━━━ GIVEN INFORMATION

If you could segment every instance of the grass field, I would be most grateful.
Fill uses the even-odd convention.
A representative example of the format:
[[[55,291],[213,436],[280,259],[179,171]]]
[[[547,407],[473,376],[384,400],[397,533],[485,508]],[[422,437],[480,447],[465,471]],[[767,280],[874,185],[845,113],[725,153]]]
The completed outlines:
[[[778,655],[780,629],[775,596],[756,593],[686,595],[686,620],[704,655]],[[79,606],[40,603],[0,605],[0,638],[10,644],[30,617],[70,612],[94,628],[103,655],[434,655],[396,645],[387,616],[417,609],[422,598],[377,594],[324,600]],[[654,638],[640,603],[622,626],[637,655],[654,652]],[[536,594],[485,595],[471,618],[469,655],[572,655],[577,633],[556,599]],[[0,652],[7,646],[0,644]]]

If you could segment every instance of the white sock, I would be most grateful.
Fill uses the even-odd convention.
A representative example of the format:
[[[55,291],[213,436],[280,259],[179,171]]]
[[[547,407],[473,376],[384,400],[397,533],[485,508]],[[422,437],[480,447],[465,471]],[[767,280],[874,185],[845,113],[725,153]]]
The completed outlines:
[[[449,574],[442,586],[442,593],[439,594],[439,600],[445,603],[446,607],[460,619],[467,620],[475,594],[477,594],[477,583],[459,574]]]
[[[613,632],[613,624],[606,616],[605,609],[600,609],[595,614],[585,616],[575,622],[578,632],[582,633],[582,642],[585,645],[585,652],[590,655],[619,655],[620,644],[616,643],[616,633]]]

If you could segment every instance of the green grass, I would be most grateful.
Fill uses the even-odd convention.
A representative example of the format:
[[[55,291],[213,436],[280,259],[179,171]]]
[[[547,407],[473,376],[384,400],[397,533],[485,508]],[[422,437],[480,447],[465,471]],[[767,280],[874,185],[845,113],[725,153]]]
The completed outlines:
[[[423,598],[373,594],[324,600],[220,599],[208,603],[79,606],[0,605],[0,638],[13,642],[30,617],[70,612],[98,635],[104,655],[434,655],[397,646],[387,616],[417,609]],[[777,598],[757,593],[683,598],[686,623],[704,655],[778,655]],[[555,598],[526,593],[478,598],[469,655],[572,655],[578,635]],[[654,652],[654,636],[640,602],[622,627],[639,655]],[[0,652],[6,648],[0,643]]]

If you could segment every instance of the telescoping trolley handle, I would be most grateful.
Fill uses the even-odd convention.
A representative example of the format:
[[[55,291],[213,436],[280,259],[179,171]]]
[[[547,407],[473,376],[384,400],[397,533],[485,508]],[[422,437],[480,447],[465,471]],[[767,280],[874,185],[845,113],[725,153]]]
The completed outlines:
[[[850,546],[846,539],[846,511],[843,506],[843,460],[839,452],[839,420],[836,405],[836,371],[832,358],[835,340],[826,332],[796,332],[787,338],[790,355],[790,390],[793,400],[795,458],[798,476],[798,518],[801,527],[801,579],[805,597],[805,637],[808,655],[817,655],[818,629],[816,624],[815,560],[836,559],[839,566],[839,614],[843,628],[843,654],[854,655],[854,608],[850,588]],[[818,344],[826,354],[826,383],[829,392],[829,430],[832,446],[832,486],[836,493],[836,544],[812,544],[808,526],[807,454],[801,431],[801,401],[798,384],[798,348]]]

━━━━━━

§ SHORT PROBLEM: Copy the data word for word, starting from the line that contains "If you could segment every instance of the green" and continuing through the last line of the data.

§ ANSWER TO THE EXERCISE:
If you could segment every instance of the green grass, I would be most grateful.
Fill uses the even-odd convention.
A representative example of the format:
[[[55,291],[213,436],[280,259],[179,171]]]
[[[547,407],[473,376],[384,400],[397,533],[485,508]],[[422,437],[480,447],[465,471]],[[767,280],[874,185],[845,113],[725,153]]]
The completed outlines:
[[[423,598],[373,594],[324,600],[220,599],[208,603],[79,606],[0,605],[0,638],[13,642],[30,617],[70,612],[98,635],[104,655],[434,655],[397,646],[387,616],[417,609]],[[777,598],[757,593],[683,598],[686,623],[704,655],[778,655]],[[555,598],[526,593],[478,598],[469,655],[572,655],[578,635]],[[654,652],[654,636],[640,602],[622,627],[639,655]],[[0,652],[6,648],[0,643]]]

If you could segment every instance of the telescoping trolley handle, I would be most grateful.
Fill uses the even-odd convention.
A representative example of the format:
[[[55,291],[213,436],[280,259],[179,171]]]
[[[547,407],[473,376],[384,400],[397,533],[485,508]],[[422,437],[480,447],[465,471]],[[767,280],[874,185],[845,113],[725,153]]]
The completed outlines:
[[[850,546],[846,539],[846,511],[843,506],[843,460],[839,452],[839,420],[836,405],[836,371],[832,358],[835,340],[826,332],[796,332],[787,338],[790,355],[790,390],[793,400],[795,458],[798,476],[798,518],[801,527],[801,579],[805,597],[805,637],[808,655],[817,655],[818,629],[816,624],[815,560],[836,559],[839,566],[839,614],[843,628],[843,654],[854,655],[854,608],[850,588]],[[818,344],[826,354],[826,383],[829,392],[829,430],[832,446],[832,486],[836,493],[836,544],[812,544],[808,526],[807,454],[801,431],[801,401],[798,384],[798,348]]]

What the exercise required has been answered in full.